Records from a data collection:
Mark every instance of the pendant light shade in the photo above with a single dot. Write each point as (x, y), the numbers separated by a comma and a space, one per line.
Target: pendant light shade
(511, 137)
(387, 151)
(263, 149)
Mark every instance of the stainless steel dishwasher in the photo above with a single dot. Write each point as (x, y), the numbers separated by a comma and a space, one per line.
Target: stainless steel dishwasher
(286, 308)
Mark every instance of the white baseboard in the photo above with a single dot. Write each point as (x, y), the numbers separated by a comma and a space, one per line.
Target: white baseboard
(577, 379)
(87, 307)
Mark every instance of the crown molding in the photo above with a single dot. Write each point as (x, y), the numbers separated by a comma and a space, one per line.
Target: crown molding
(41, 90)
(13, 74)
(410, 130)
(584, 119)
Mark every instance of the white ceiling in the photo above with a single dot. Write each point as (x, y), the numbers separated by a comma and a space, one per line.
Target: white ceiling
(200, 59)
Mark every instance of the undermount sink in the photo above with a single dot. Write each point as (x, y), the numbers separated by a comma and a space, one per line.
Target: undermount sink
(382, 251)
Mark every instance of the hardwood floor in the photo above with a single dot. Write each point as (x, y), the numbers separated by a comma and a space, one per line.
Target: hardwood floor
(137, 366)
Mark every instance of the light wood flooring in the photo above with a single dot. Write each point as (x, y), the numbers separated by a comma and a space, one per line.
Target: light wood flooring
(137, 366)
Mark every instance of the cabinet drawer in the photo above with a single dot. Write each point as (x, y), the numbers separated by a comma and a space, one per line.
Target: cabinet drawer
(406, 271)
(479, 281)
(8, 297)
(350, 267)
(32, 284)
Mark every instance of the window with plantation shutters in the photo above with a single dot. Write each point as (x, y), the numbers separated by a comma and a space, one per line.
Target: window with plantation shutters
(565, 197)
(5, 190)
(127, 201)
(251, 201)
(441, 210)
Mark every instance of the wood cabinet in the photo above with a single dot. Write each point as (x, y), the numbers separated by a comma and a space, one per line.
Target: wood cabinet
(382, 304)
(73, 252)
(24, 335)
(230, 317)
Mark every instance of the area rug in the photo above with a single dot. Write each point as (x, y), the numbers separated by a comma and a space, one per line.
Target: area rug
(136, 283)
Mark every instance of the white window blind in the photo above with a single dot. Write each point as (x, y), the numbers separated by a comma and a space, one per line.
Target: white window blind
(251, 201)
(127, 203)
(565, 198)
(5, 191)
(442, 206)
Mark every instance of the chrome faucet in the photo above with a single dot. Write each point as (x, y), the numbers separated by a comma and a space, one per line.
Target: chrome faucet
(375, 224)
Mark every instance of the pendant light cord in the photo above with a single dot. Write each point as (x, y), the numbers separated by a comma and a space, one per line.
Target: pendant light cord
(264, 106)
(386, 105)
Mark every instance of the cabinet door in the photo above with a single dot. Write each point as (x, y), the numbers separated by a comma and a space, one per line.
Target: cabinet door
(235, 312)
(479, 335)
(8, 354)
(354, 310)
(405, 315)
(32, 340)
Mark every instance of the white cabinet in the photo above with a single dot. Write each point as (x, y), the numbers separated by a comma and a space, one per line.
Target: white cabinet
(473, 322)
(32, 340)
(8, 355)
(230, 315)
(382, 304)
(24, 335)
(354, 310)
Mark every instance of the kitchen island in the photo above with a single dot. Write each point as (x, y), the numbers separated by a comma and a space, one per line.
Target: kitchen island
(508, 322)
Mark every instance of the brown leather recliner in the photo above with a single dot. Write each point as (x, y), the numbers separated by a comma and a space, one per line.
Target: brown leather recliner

# What is required:
Using the records, find the number of lines in which the string "recliner" occurs. Reply with that number alone.

# Response area:
2